**Dataset extract:**
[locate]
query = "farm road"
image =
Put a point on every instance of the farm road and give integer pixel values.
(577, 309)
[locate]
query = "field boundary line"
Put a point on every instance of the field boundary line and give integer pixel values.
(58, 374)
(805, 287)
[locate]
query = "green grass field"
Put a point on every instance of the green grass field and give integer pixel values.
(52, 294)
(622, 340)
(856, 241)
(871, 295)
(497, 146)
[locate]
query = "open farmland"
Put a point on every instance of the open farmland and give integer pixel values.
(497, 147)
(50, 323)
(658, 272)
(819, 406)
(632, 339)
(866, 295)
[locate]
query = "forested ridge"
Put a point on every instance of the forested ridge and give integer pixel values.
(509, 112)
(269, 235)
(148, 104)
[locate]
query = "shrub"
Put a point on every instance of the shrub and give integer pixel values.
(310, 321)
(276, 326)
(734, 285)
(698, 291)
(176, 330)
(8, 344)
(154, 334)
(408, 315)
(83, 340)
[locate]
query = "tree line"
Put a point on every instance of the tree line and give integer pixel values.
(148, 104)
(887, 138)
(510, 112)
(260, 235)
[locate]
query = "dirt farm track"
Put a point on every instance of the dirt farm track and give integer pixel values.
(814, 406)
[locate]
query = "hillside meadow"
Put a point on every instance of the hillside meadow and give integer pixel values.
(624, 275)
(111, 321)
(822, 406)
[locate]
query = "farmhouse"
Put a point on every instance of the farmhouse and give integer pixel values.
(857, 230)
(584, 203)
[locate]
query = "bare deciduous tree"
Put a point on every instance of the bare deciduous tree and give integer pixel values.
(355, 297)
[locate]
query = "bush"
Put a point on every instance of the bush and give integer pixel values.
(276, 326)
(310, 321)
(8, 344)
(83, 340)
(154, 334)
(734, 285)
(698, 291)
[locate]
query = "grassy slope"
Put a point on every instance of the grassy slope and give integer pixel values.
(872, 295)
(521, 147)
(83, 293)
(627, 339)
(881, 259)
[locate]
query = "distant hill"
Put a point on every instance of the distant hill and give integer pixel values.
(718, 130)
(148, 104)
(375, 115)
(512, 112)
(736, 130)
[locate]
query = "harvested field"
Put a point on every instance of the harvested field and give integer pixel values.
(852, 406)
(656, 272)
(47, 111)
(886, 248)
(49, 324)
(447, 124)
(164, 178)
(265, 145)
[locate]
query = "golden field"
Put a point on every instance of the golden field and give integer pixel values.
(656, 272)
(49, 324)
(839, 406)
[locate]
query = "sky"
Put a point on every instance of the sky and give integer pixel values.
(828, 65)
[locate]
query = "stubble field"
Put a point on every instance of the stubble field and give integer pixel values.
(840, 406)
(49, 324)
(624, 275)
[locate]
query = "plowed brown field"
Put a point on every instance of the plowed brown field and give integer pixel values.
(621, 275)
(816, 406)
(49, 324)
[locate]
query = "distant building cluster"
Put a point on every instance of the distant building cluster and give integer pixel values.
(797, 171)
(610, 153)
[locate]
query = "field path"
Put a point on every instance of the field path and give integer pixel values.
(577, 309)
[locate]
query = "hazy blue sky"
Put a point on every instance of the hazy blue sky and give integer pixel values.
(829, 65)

**Exercise requirements:** Pick out each line in the data above that contains the string "road", and copy those lines.

**Output for this exercise:**
query = "farm road"
Put a point on every instance of the farm road and give integer pixel values.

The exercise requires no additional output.